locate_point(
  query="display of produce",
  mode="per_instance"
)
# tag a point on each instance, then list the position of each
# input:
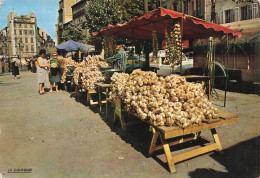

**Problem details:** Copy the lines above word for word, leaving out the picture.

**Task response:**
locate_point(
  query="display of produce",
  mode="per_instance"
)
# tag a point on each instance, then list the position of each
# input:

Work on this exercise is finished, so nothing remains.